▶ _PASSAGE_
^^^^^^^^
Saturday, May 30, 2009

THE ROAD TO INDEPENDENCE


Every day now I drive to Independence. It's a beautiful road all the way, smooth driving with a good flow to it there and back. Heading down the mountain on the Gap Civil turnpike to Twin Oaks seems like I just drove out of Alleghany County. Like Sparta Parkway, it always feels like I'm someplace else when I'm on it, like a Charlotte bypass. That new intersection where 93 turns off from 221 always disorients me, it's so like someplace else.
Every time I drive down the mountain toward Twin Oaks, I recall a short period of time after all the trees and the beautiful places of rock and fern on the mountain side of the highway were destroyed and everything beautiful about the drive down the mountain was made ugly real bad. The wires were absent on the right and the distant mountain landscape had the quality of a Japanese screen. It felt tremendously open and free, giving a subliminal feeling of flight, spaciousness and freedom.
When the poles and wires went back up, I couldn't believe how much difference it made. It felt like a fence restricting the sense of flight. The difference without the wires is so vast I subconsciously try to see it as it was without the poles and wires and am unable. It's still nice. Without the wires we use candles and kerosene lanterns. Light bulbs really are a lot better for light. Candles and lanterns make good decorations. The aesthetic travesty of wires everyplace is a small price to pay for what they deliver.
Like going down the mountain on 21 toward Thurmond, when they timbered the whole side of the mountain, I couldn't find much about it to praise. But, it opened the view over the Piedmont which is beautiful day and night. The vastness is such a good feeling to look over all the way to the horizon and distant, distant mountains. It's one of the joys of living in mountains to see from time to time such expanses of landscape.
^^^^^^^^
▶ _SUPPLIED ENTRIES_
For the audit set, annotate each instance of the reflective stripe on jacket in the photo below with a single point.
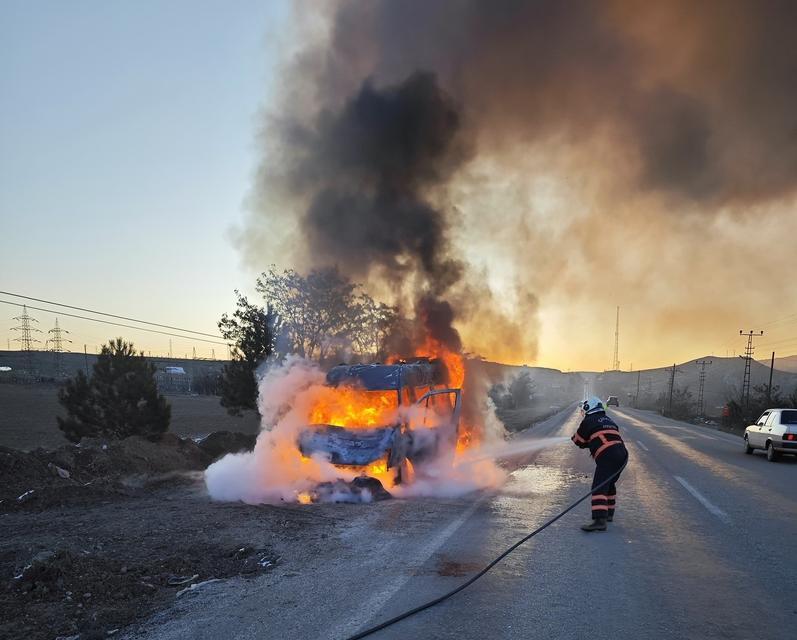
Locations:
(597, 432)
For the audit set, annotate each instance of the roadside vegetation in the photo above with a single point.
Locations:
(120, 399)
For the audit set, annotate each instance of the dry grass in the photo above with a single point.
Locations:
(27, 416)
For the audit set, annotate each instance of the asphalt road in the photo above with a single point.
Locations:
(704, 545)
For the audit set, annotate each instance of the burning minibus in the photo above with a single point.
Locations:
(386, 421)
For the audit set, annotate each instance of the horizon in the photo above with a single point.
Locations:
(132, 182)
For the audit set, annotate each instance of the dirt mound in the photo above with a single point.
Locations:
(73, 473)
(221, 443)
(70, 591)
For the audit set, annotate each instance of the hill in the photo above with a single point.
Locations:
(785, 363)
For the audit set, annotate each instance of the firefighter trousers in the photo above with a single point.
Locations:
(604, 500)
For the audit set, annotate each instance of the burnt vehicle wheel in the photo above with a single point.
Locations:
(404, 475)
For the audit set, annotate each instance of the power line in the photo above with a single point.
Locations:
(115, 324)
(109, 315)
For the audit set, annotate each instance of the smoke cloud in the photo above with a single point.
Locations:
(513, 157)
^^^^^^^^
▶ _WHAT YOU WILL DO_
[a] Copy the passage from the essay on the road to Independence from "Saturday, May 30, 2009" up to and including "like someplace else.".
[b] Resume the essay on the road to Independence after its final sentence and keep writing it.

▶ _PER-TASK ANSWERS_
[a]
Saturday, May 30, 2009

THE ROAD TO INDEPENDENCE


Every day now I drive to Independence. It's a beautiful road all the way, smooth driving with a good flow to it there and back. Heading down the mountain on the Gap Civil turnpike to Twin Oaks seems like I just drove out of Alleghany County. Like Sparta Parkway, it always feels like I'm someplace else when I'm on it, like a Charlotte bypass. That new intersection where 93 turns off from 221 always disorients me, it's so like someplace else.

[b]
I've seen the pipeline buried beside the road all the way from the state line up Gap Civil. They're in the place now where it's taking some time. Driveways to cross underground, one after the other, and repair them to like they were before. During workdays. They are doing a good job all the way along. They've planted what looks to my inexperienced eye like orchard grass, grass that will mow easily by mowing machine and look good.
I park at the nursing and rehabilitation facility parking lot amazed at how many cars, most of them people working there. Inside, there are people working everywhere. Everybody is busy, in a good humor, all of them seeming to be deeply caring people who care a great deal about the people they're helping who can't do for themselves. The people of the staff get to know the people and stop and speak when they're passing by the room. Any kind of assistance needed at any moment is attended to. It's like the staff is there to serve the patients instead of the patients there to serve the staff. The whole place seems to have a certain flow about it that is centered around the patients. It's beautiful in that way to see how well a large number of people is being cared for individually.
I'm especially grateful to see my friend I respect way up high comfortable in every way possible. He can't be where he wants to be, home, but that's not out as a likelihood in near future. Most of the women there call him Wylie, and by now they've learned why that's his name, and one, his physical therapist, calls him Max. Everybody who works in his hall likes him and keeps him cheered up simply paying attention to him.
Like these changes in the roads that I never seem to get used to, I never get used to seeing Jr Maxwell, master mechanic, master banjo picker, sawmiller, a man awake and alive with such a spirit for life it's seemingly inextinguishable suspended in the space between question and answer. His body fades gradually, steadily and there's not a whole lot he can do. Even less that he feels like doing.
It's disorienting to see somebody so full of the life spirit hobbling around with a walker. They have him walking now. He couldn't stand up when he went in. He is so out of his element sometimes it seems he's upside down on the ceiling like helium-filled silver pillows. He's up there unable to move, unable to leave the bed, looking helpless and weightless, outside his life, waiting all day and all night for a good sleep.

1 comment:

  1. i am speechless. marvelous writing.